Written problem 1: According to the passage on Tannus Armour tire inserts below, why does the insert feel fairly firm on small bumps at lower speeds? Answer in one to three sentences.

Source passage:

-- Start --

I've come to really love the Tannus Armours. Hard to describe the difference. Definitely quieter on pavement.

From this review:
it’s really the foam insert and the density of that foam that dictates the ride quality. And I’d describe that ride quality as fairly muted. It’s a difficult thing to describe, so I’ll come at it from a couple different angles.

First: speed. Air compresses progressively, so a normal tire that’s only filled with air is easy to compress at first, but gets harder the more you try to compress it. The foam in the Armour insert is much more linear, so it feels fairly firm on small bumps at lower speeds. If you’re someone who’s extremely critical / particular about traction (especially at lower speeds), this is worth keeping in mind.
But as speeds pick up and you start running into things harder, the foam starts to feel more “right.” It feels like it’s absorbing impacts and rolling more smoothly through roots and rocks. Generally speaking, I’d say that mellower Trail-bike speeds were a bit too low, but the inserts felt better at higher bike-park speeds. There comes a point at very high speeds where it can feel a bit like the foam is getting overwhelmed on big bumps, but in large part, you can tune that out by increasing air pressure in the tube.

Cornering is somewhat similar in that there’s a certain speed, and a certain amount of force where the tire feels good. Speeds and forces above or below that can feel a bit less dialed — it’s harder to maintain traction compared to a normal tubeless setup with the right amount of pressure. That sweet spot is going to be a little different for everyone, but as with straight-line speeds, I was happiest with the tire’s cornering performance at the higher speeds I’d hit on lift-served, more DH-specific trails. Particularly at lower speeds, the issue is that the foam imparts some stiffness to the tire, so it doesn’t feel like the tire wraps around bumpy obstacles in a corner quite as well — it’s more inclined to skip off of mid-corner chunk rather than ease through it. I wouldn’t say the Armour is terrible in this regard, but it clearly gives up some traction compared to a perfectly dialed tire setup that has just the right tire pressure.

-- End --

(Stored items)
-- Start --

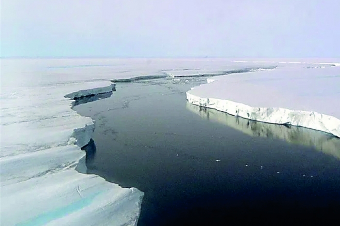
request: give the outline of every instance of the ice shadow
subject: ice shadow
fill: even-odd
[[[113,88],[112,90],[114,91],[116,91],[116,88]],[[73,107],[79,105],[93,102],[102,99],[108,98],[112,95],[112,93],[113,92],[111,91],[77,98],[75,100],[75,101],[73,102],[72,107]]]
[[[252,136],[279,139],[290,143],[311,146],[340,159],[340,139],[326,133],[300,126],[255,121],[188,102],[187,102],[187,108],[202,118],[226,125]]]

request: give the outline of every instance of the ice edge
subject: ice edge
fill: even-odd
[[[213,82],[209,79],[208,83]],[[289,124],[319,130],[340,137],[340,120],[315,111],[280,107],[253,107],[228,100],[202,98],[187,92],[187,101],[194,105],[245,119],[273,124]]]
[[[112,83],[110,86],[88,90],[82,90],[79,91],[75,91],[65,95],[64,97],[68,98],[70,99],[71,101],[70,107],[72,108],[72,106],[73,105],[72,105],[72,102],[75,101],[78,98],[112,92],[112,90],[114,90],[115,88],[116,84]],[[95,122],[92,119],[91,119],[91,120],[92,121],[92,123],[91,124],[86,123],[83,127],[77,128],[73,129],[73,132],[69,138],[68,141],[68,144],[75,144],[80,148],[81,148],[87,145],[89,142],[90,140],[92,138],[92,134],[93,134],[93,132],[95,129]],[[76,166],[75,167],[75,169],[79,173],[86,174],[87,167],[85,161],[85,156],[82,157],[78,160],[78,163],[76,164]],[[99,175],[96,176],[102,178],[102,177]],[[106,181],[108,183],[111,183],[110,181]],[[131,187],[129,188],[129,189],[130,190],[130,192],[136,190],[140,192],[142,192],[142,194],[139,196],[139,200],[138,203],[138,205],[139,208],[138,208],[139,210],[137,216],[136,218],[131,219],[130,222],[127,222],[124,224],[124,225],[127,226],[131,225],[136,226],[138,223],[138,220],[140,215],[141,206],[144,194],[144,193],[139,190],[136,188]]]

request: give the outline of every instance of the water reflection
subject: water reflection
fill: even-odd
[[[249,120],[188,102],[187,102],[187,108],[202,118],[224,124],[252,136],[280,139],[289,143],[314,147],[318,151],[340,159],[340,139],[330,134],[301,127]]]
[[[97,152],[97,148],[94,141],[91,139],[88,143],[82,148],[82,150],[86,152],[85,162],[86,164],[91,164],[94,159]]]
[[[113,88],[113,90],[116,91],[116,88]],[[93,101],[96,101],[101,99],[107,98],[110,97],[111,95],[112,95],[112,92],[108,92],[77,98],[75,101],[73,103],[72,106],[74,107],[83,104],[93,102]]]

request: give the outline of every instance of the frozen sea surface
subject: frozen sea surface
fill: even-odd
[[[337,62],[308,60],[318,63],[219,59],[1,59],[1,224],[134,225],[137,221],[142,192],[85,173],[85,152],[80,147],[90,141],[94,124],[71,109],[65,95],[108,91],[112,79],[221,75],[276,67],[313,70],[335,65],[319,63]]]
[[[109,98],[75,107],[96,122],[88,172],[145,193],[139,226],[334,219],[340,139],[186,102],[205,80],[117,84]]]
[[[208,79],[190,103],[257,121],[340,137],[340,67],[279,68]]]

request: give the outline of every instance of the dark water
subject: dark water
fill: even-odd
[[[337,219],[340,139],[187,104],[203,82],[119,83],[75,106],[96,122],[88,172],[145,192],[139,226]]]

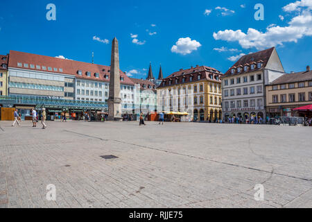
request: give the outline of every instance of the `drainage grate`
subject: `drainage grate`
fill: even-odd
[[[102,157],[105,160],[118,158],[118,157],[113,155],[100,155],[100,157]]]

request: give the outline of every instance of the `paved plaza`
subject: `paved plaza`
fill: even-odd
[[[0,207],[312,207],[311,127],[11,123],[0,122]]]

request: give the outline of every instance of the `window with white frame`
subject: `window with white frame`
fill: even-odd
[[[258,85],[257,87],[257,93],[262,93],[262,85]]]
[[[258,99],[257,100],[257,105],[258,107],[261,107],[263,105],[263,100],[262,99]]]
[[[256,106],[256,100],[250,99],[250,107],[255,107],[255,106]]]

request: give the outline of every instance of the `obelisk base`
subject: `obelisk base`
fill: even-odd
[[[108,103],[108,121],[122,121],[121,117],[121,100],[109,99]]]

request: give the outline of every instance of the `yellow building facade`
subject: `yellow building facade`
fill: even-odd
[[[196,121],[220,119],[222,117],[222,90],[215,69],[197,66],[180,69],[164,78],[157,87],[158,110],[187,112]]]

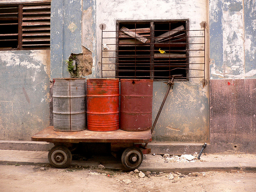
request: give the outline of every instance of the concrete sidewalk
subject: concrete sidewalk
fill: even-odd
[[[47,151],[0,150],[0,164],[48,164],[48,154]],[[138,169],[142,171],[178,172],[182,174],[231,170],[256,172],[256,155],[207,154],[202,155],[200,159],[191,161],[179,160],[168,161],[161,155],[144,155],[143,162]],[[114,157],[103,156],[94,156],[86,160],[72,160],[71,165],[97,167],[100,164],[106,168],[124,168],[122,163]]]

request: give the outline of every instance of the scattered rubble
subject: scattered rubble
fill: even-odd
[[[100,164],[98,166],[98,167],[100,168],[100,169],[104,169],[105,168],[105,167],[103,165],[102,165],[101,164]]]
[[[179,156],[178,155],[170,155],[169,154],[164,154],[163,156],[163,158],[164,159],[164,162],[194,162],[196,161],[200,161],[197,159],[196,156],[194,155],[190,154],[184,154]]]
[[[124,179],[122,181],[126,185],[130,184],[132,182],[132,181],[130,179]]]
[[[130,171],[129,172],[128,174],[129,175],[133,175],[133,174],[134,173],[134,172],[133,171]]]
[[[140,171],[140,173],[139,173],[139,177],[140,177],[140,178],[143,178],[144,177],[145,177],[145,174],[144,174],[144,173],[143,173],[142,172]]]
[[[150,174],[151,174],[151,172],[150,171],[147,171],[146,172],[146,176],[148,177],[150,177]]]
[[[163,172],[159,172],[159,173],[157,174],[158,177],[160,177],[161,176],[163,176],[164,175],[164,174]]]

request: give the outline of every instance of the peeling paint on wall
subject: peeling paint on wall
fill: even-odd
[[[49,125],[50,53],[0,53],[0,140],[30,140]]]

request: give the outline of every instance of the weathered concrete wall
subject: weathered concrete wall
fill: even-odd
[[[212,152],[256,153],[256,2],[209,2]]]
[[[95,14],[94,0],[52,0],[51,78],[70,77],[65,61],[72,54],[86,55],[77,62],[87,69],[82,76],[96,77]]]
[[[256,77],[256,4],[210,1],[211,79]]]
[[[0,52],[0,140],[31,140],[49,125],[50,53]]]
[[[98,68],[101,67],[102,31],[100,26],[102,24],[106,25],[105,30],[115,31],[117,20],[136,21],[189,19],[190,30],[201,29],[200,24],[202,24],[204,22],[206,22],[207,27],[207,0],[194,2],[188,0],[182,1],[98,0],[96,2]],[[208,34],[206,35],[207,36]],[[206,47],[208,46],[207,40],[206,38]],[[206,51],[206,58],[207,54]],[[208,64],[207,60],[206,60],[206,68],[207,69]],[[153,136],[154,142],[204,142],[209,140],[207,84],[208,73],[207,70],[206,72],[206,84],[204,87],[203,87],[202,78],[175,82],[156,124]],[[198,72],[196,73],[190,72],[190,74],[196,76],[202,75]],[[155,82],[153,89],[154,120],[167,90],[167,86],[162,82]]]

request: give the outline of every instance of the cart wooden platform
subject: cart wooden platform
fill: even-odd
[[[71,163],[72,155],[70,144],[105,142],[111,143],[112,152],[122,151],[122,163],[127,169],[133,170],[141,164],[143,154],[150,153],[150,149],[144,147],[141,144],[151,142],[152,136],[150,130],[131,132],[118,129],[96,132],[86,129],[64,132],[55,131],[53,126],[50,126],[32,136],[31,139],[34,141],[44,141],[54,144],[55,146],[49,152],[48,159],[50,163],[56,168],[65,168]]]

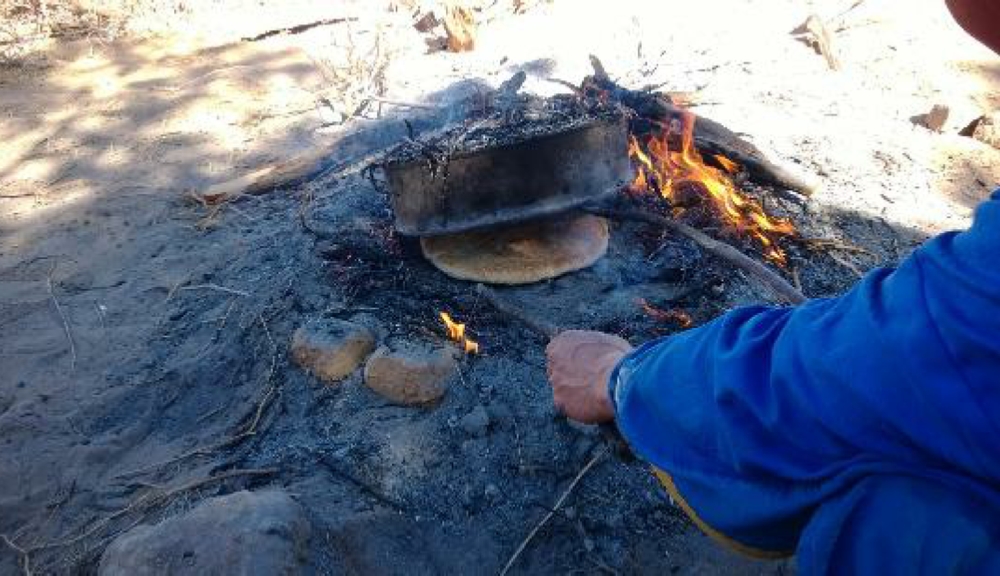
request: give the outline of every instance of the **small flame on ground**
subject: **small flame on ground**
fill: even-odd
[[[679,308],[672,308],[670,310],[657,308],[647,302],[645,298],[637,298],[635,303],[642,308],[643,312],[660,322],[669,322],[681,328],[690,328],[694,324],[694,321],[691,320],[691,315]]]
[[[447,312],[441,312],[440,315],[448,331],[448,338],[461,344],[466,354],[479,354],[479,343],[465,336],[465,324],[455,322]]]
[[[682,116],[678,150],[670,149],[671,130],[667,127],[644,137],[642,143],[635,136],[629,136],[629,157],[636,165],[632,190],[656,191],[667,200],[672,200],[680,185],[697,182],[706,190],[713,207],[727,224],[754,238],[768,260],[784,267],[787,258],[777,240],[794,234],[795,226],[785,218],[768,216],[759,202],[736,188],[730,178],[731,174],[739,172],[735,162],[715,155],[713,159],[722,166],[721,170],[705,163],[694,145],[694,123],[693,114]]]

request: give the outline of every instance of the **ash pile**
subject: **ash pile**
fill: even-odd
[[[157,530],[228,510],[222,546],[277,546],[276,569],[317,573],[786,568],[703,541],[643,463],[556,413],[545,344],[570,328],[638,344],[835,294],[905,247],[813,206],[808,179],[679,95],[620,87],[596,59],[562,95],[524,80],[362,127],[278,186],[297,194],[257,197],[285,231],[262,249],[274,278],[253,276],[281,289],[246,316],[264,384],[234,435],[129,478],[221,470],[226,492],[301,507],[223,496],[164,508]],[[248,528],[247,510],[283,528]],[[169,534],[137,530],[107,548],[107,573],[157,561],[140,544]]]

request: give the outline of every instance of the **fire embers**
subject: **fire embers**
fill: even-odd
[[[636,166],[631,190],[663,197],[675,217],[693,205],[705,205],[702,199],[706,198],[717,218],[753,238],[768,260],[784,267],[787,258],[778,241],[795,234],[795,226],[790,220],[769,216],[759,202],[737,189],[733,175],[739,166],[734,162],[718,155],[711,163],[702,158],[694,145],[694,123],[694,115],[684,113],[680,122],[658,125],[647,135],[629,136],[629,156]]]
[[[447,312],[441,312],[440,315],[441,321],[444,322],[445,330],[448,331],[448,338],[458,342],[466,354],[479,354],[479,343],[475,340],[470,340],[465,335],[465,324],[455,322]]]

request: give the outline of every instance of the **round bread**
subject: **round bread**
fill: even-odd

-- End --

Written problem 2: Report how many lines of the rows above contain the string "surface". Give the number only.

Correct response 1: Air compresses progressively: a tire filled only with air is easy to compress at first but gets harder to compress the further it goes. The foam in the Armour insert is much more linear, so it feels fairly firm on small bumps at lower speeds.

Correct response 2: 2